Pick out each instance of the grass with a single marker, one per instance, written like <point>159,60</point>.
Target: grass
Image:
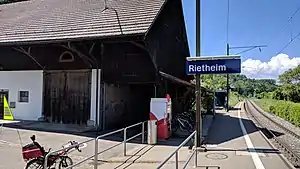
<point>285,109</point>
<point>265,103</point>
<point>233,99</point>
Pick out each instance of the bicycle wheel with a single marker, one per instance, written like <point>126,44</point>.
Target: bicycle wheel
<point>65,162</point>
<point>34,164</point>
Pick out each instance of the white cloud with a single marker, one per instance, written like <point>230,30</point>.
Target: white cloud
<point>271,69</point>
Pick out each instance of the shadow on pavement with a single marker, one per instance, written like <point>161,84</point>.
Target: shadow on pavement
<point>258,150</point>
<point>227,128</point>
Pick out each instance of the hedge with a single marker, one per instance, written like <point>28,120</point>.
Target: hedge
<point>287,110</point>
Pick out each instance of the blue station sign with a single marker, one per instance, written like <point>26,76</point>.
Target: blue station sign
<point>213,65</point>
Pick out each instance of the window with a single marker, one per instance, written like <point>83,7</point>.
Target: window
<point>66,57</point>
<point>24,96</point>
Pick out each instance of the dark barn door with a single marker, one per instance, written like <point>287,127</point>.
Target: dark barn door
<point>2,94</point>
<point>67,96</point>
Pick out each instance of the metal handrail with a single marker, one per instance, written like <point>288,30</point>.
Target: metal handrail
<point>96,145</point>
<point>123,142</point>
<point>194,134</point>
<point>63,149</point>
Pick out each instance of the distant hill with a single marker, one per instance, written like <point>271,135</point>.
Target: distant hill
<point>10,1</point>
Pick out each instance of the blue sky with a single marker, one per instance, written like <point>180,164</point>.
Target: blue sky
<point>251,22</point>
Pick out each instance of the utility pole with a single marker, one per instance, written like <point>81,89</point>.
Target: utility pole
<point>248,48</point>
<point>227,104</point>
<point>198,79</point>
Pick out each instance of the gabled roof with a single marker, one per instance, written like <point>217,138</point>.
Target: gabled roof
<point>59,20</point>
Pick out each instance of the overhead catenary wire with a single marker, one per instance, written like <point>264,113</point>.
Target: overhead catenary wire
<point>227,23</point>
<point>290,42</point>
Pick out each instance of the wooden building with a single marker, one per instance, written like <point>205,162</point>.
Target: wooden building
<point>92,61</point>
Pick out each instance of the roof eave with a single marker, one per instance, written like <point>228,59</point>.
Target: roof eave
<point>137,36</point>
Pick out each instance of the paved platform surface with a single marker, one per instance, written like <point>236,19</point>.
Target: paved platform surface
<point>234,143</point>
<point>150,156</point>
<point>11,156</point>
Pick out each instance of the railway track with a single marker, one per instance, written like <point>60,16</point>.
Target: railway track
<point>283,138</point>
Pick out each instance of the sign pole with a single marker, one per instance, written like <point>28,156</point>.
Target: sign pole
<point>227,104</point>
<point>198,79</point>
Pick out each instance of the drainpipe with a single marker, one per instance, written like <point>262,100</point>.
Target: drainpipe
<point>97,94</point>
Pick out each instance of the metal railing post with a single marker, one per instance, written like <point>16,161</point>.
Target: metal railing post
<point>125,130</point>
<point>143,132</point>
<point>46,160</point>
<point>176,160</point>
<point>96,154</point>
<point>196,155</point>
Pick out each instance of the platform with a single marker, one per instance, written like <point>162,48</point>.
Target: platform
<point>234,142</point>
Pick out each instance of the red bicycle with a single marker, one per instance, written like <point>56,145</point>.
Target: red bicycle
<point>34,155</point>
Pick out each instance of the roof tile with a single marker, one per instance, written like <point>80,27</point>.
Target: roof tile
<point>42,20</point>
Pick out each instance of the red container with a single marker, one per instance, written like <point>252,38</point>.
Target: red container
<point>31,151</point>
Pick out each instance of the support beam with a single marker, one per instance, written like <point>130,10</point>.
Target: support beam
<point>92,61</point>
<point>139,45</point>
<point>28,53</point>
<point>86,60</point>
<point>198,79</point>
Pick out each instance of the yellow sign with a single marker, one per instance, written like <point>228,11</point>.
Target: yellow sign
<point>7,112</point>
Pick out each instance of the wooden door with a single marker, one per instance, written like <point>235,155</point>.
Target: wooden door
<point>2,94</point>
<point>67,96</point>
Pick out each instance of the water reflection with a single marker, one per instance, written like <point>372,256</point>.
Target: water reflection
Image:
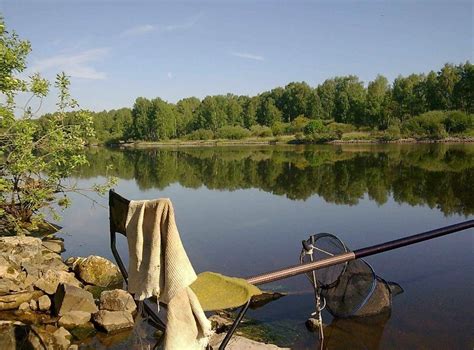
<point>438,175</point>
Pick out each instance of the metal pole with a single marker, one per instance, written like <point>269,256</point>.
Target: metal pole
<point>342,258</point>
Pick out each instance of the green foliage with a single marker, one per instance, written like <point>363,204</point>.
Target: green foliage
<point>299,124</point>
<point>280,128</point>
<point>315,126</point>
<point>261,131</point>
<point>458,122</point>
<point>36,156</point>
<point>200,134</point>
<point>232,133</point>
<point>426,126</point>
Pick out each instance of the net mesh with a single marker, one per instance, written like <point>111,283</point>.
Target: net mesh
<point>349,289</point>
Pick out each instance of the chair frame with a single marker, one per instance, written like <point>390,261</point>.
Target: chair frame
<point>119,204</point>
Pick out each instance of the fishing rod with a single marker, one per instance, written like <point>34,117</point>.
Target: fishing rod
<point>356,254</point>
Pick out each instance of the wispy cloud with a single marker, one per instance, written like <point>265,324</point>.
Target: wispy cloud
<point>138,30</point>
<point>78,65</point>
<point>182,26</point>
<point>248,56</point>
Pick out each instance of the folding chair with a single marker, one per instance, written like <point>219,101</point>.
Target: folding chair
<point>118,209</point>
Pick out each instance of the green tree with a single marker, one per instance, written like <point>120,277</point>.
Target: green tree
<point>35,159</point>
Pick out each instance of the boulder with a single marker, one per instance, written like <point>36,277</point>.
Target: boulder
<point>97,271</point>
<point>71,298</point>
<point>113,321</point>
<point>51,279</point>
<point>73,319</point>
<point>117,300</point>
<point>62,338</point>
<point>33,305</point>
<point>44,303</point>
<point>13,301</point>
<point>54,245</point>
<point>13,335</point>
<point>24,307</point>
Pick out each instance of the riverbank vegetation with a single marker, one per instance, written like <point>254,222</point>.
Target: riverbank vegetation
<point>429,106</point>
<point>36,155</point>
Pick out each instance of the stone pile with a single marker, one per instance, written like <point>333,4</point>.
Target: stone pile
<point>46,302</point>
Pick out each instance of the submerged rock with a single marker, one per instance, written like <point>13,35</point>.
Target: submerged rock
<point>113,321</point>
<point>96,270</point>
<point>70,298</point>
<point>50,281</point>
<point>117,300</point>
<point>237,343</point>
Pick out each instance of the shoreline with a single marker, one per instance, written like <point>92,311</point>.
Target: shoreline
<point>285,142</point>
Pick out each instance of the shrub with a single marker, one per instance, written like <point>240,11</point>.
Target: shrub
<point>392,133</point>
<point>427,125</point>
<point>315,126</point>
<point>341,127</point>
<point>280,128</point>
<point>200,134</point>
<point>232,133</point>
<point>261,131</point>
<point>457,122</point>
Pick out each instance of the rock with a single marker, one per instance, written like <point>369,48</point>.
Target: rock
<point>33,305</point>
<point>312,324</point>
<point>113,321</point>
<point>117,300</point>
<point>74,319</point>
<point>62,338</point>
<point>54,245</point>
<point>83,332</point>
<point>71,298</point>
<point>13,335</point>
<point>24,307</point>
<point>264,298</point>
<point>220,324</point>
<point>44,303</point>
<point>51,279</point>
<point>12,301</point>
<point>97,271</point>
<point>237,343</point>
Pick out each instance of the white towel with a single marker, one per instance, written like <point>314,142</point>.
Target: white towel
<point>159,266</point>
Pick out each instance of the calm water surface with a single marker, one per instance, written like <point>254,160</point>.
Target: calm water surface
<point>245,210</point>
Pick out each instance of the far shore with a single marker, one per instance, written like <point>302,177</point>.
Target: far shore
<point>284,140</point>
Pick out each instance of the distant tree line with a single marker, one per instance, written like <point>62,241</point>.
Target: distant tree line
<point>298,107</point>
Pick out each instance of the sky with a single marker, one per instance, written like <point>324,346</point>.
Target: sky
<point>116,51</point>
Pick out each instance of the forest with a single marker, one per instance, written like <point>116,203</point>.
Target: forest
<point>423,106</point>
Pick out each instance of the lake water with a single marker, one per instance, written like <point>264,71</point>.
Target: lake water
<point>244,210</point>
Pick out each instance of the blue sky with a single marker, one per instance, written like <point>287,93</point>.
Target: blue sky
<point>116,51</point>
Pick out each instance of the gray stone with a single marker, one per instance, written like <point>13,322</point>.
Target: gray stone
<point>113,321</point>
<point>54,245</point>
<point>73,319</point>
<point>71,298</point>
<point>24,307</point>
<point>44,303</point>
<point>117,300</point>
<point>51,279</point>
<point>62,338</point>
<point>97,271</point>
<point>13,301</point>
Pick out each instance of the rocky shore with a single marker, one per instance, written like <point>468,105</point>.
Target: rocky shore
<point>50,303</point>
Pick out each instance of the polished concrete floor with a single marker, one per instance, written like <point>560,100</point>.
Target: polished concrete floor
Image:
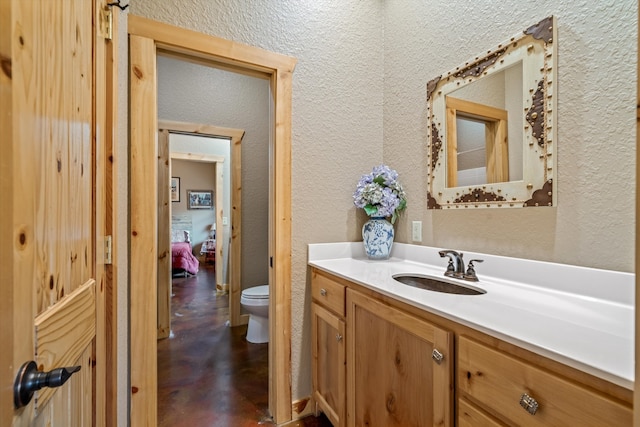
<point>208,374</point>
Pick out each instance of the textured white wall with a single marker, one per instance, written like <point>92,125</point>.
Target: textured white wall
<point>359,97</point>
<point>593,224</point>
<point>337,114</point>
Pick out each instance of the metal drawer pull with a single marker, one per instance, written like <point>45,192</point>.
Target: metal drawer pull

──────────

TASK OBJECTIVE:
Copy out the items above, starting at the line containing "Pick out each instance of the roof eave" and ending after the line containing "<point>137,36</point>", with every character unchanged.

ANSWER TO THE EXERCISE:
Pick out each instance of the roof eave with a single marker, one per instance, written like <point>228,59</point>.
Target: roof eave
<point>137,36</point>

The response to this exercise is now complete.